Der erkennende Senat hat durch Beschluß vom 23. Juni 1993 X B 134/91 (BFHE 172, 9, BStBl II 1994, 38) dem Großen Senat des BFH die Rechtsfrage vorgelegt, ob die Vollziehung eines Einkommensteuerbescheides auch insoweit aufgehoben werden darf, als sie zu einer -- vorläufigen -- Erstattung entrichteter Einkommensteuer-Vorauszahlungsbeträge führt. Der Große Senat hat die vorgelegte Rechtsfrage mit Beschluß vom 3. Juli 1995 GrS 3/93, BFHE 178, 11 beantwortet. Auf diese Entscheidung nimmt der erkennende Senat Bezug.

 

Entscheidungsgründe

Die Beschwerde ist zulässig (§ 128 FGO i. V. m. Art. 1 Nr. 3 des Gesetzes zur Entlastung des Bundesfinanzhofs -- BFHEntlG --).

Die Beschwerde ist zum Teil begründet.

1. Nach Weigerung des FA, die Vollziehung der gegenüber den Antragstellern erlassenen Einkommensteuerbescheide aufzuheben, sind die Zugangsvoraussetzungen für einen Antrag auf Aufhebung der Vollziehung bei dem FG erfüllt (§ 69 Abs. 3 FGO i. V. m. Art. 3 § 7 Abs. 1 Satz 2 Nr. 1 des Gesetzes zur Entlastung der Gerichte in der Verwaltungs- und Finanzgerichtsbarkeit -- VGFGEntlG --).

(Gespeicherte Daten)
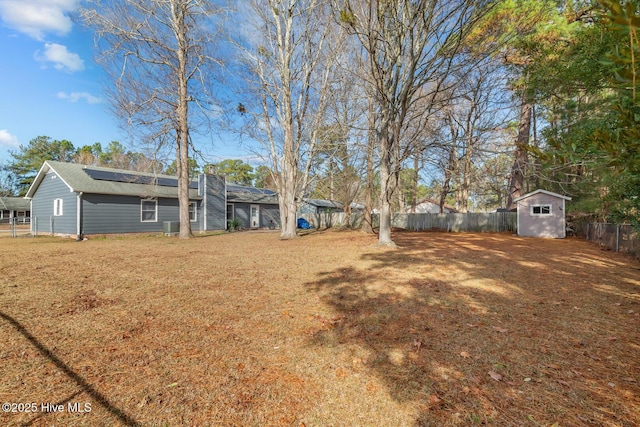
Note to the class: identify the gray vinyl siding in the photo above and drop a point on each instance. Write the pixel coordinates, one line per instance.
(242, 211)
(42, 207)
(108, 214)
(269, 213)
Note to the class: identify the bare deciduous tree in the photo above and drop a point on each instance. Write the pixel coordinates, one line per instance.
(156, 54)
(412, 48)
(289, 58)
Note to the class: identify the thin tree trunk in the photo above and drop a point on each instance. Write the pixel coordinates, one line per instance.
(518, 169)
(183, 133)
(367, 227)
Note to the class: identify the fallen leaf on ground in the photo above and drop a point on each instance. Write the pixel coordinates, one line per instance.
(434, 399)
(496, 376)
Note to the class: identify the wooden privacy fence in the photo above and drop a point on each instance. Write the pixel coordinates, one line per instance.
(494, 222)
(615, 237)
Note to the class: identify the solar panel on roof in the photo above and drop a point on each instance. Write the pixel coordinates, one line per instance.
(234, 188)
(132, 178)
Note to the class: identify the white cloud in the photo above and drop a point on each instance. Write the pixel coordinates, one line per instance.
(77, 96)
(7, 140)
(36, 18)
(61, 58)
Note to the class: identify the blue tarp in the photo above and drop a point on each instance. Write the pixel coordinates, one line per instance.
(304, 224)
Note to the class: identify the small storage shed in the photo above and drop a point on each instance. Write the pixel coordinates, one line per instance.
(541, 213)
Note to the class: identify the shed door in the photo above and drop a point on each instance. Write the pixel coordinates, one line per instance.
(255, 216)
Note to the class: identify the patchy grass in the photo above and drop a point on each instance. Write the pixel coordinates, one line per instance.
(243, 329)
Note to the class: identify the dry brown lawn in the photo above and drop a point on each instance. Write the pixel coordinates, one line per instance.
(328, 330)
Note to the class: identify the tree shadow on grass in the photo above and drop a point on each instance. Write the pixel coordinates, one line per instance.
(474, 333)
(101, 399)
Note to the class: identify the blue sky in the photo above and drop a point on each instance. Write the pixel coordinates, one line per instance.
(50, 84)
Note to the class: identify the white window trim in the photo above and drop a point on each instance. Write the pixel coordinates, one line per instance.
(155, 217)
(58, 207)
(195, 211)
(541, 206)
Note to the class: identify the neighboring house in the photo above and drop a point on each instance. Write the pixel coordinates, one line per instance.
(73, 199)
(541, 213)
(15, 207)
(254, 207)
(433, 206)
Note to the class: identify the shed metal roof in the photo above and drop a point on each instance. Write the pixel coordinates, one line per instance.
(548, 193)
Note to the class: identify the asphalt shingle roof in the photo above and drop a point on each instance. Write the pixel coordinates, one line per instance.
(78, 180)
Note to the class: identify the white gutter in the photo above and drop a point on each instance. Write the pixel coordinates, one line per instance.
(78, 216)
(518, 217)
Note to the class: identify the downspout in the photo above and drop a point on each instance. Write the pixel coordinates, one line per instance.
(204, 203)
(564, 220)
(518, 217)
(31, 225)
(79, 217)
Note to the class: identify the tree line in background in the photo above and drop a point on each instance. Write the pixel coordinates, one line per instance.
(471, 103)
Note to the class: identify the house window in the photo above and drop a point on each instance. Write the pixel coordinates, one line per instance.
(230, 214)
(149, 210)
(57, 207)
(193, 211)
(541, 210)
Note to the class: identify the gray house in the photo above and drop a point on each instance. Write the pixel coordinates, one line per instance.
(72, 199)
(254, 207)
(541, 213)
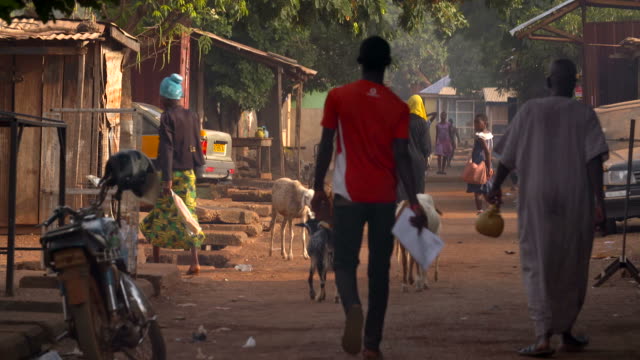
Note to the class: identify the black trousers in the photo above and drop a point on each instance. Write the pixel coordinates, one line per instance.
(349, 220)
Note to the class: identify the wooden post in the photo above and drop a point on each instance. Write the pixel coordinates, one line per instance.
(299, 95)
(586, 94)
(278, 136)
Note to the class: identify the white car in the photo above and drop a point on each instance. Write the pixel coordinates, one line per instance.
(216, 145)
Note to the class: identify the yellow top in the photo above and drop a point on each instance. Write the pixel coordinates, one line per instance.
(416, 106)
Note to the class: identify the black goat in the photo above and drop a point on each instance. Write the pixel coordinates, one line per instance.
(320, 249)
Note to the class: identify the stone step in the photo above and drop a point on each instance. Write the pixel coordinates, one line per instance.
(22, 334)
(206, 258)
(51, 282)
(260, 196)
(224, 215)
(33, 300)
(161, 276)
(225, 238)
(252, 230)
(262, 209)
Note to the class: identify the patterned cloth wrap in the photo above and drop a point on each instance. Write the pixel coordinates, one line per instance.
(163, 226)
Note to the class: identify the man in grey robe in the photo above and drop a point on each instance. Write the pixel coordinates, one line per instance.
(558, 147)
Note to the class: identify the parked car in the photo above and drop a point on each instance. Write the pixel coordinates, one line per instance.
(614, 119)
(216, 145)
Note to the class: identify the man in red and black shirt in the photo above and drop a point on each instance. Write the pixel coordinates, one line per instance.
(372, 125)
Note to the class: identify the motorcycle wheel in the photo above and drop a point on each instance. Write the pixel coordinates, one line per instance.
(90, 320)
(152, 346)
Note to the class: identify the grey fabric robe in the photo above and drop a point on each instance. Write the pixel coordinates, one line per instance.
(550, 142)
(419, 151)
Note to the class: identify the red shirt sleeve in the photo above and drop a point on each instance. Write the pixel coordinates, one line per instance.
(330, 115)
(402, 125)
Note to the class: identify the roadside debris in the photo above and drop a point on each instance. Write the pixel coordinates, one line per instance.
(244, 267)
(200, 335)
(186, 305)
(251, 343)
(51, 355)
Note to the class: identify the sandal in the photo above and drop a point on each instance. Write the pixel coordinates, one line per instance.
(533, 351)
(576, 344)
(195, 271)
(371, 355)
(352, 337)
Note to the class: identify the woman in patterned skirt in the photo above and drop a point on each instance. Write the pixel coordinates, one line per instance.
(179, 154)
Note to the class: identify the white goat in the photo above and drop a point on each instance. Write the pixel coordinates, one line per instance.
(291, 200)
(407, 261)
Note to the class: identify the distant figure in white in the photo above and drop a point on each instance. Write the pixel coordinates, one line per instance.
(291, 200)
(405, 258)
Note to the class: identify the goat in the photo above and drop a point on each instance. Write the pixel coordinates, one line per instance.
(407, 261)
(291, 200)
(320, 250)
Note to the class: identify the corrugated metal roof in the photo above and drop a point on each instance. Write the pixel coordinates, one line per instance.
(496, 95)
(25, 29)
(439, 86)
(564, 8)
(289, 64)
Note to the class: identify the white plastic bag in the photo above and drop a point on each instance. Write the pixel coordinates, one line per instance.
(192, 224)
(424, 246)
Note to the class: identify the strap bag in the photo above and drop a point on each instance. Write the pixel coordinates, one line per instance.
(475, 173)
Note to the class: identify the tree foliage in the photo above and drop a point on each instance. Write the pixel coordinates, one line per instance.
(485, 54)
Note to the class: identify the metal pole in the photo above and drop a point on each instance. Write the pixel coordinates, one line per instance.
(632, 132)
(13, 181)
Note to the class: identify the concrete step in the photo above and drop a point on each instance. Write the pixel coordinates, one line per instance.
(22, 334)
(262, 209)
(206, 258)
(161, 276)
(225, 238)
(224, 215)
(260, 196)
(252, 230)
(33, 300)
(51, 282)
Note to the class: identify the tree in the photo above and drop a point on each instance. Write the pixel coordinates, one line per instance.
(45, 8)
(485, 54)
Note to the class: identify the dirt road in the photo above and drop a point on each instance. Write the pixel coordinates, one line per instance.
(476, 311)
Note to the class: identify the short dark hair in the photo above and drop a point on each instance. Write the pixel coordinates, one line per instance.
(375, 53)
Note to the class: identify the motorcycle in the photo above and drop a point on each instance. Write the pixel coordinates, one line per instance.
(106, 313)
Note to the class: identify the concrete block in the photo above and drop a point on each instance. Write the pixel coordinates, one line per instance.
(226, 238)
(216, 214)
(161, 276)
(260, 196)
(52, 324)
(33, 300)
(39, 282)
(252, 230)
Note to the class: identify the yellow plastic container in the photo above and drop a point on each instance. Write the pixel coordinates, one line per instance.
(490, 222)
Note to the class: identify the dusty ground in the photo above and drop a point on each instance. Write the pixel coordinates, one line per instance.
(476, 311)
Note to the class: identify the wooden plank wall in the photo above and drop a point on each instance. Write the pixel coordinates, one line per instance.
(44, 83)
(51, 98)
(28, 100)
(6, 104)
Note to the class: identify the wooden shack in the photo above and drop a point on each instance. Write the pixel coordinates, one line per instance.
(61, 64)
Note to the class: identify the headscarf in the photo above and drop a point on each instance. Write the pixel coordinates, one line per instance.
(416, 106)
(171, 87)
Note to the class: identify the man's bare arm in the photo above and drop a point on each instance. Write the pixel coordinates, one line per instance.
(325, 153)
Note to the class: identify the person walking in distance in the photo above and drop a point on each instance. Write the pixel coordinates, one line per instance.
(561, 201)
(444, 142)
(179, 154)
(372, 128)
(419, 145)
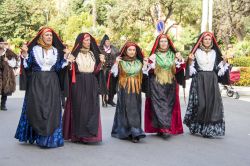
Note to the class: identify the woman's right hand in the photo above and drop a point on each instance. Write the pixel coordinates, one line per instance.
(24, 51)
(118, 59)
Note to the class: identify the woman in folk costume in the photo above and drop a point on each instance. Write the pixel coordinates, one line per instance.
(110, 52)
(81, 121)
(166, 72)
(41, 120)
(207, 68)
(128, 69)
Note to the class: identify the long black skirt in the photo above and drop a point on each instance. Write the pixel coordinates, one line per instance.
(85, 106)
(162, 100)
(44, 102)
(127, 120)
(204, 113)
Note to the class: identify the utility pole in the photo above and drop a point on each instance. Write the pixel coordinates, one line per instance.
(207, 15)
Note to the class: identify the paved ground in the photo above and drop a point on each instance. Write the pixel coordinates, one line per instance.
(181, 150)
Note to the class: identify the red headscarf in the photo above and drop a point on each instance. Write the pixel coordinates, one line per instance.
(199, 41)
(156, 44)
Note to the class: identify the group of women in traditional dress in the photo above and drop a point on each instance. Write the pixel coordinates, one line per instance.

AUFGABENSTELLUNG: Nennen Sie alle Gesetzesvorschriften, die der Text zur Aufhebung der Vollziehung zitiert, jeweils mit Paragraf oder Artikel und dem abgekürzten Gesetz. Das Material stammt aus einer anderen Quelle als der Text.

ERGEBNIS:
- § 128 FGO
- Art. 1 Nr. 3 BFHEntlG
- § 69 Abs. 3 FGO
- Art. 3 § 7 Abs. 1 Satz 2 Nr. 1 VGFGEntlG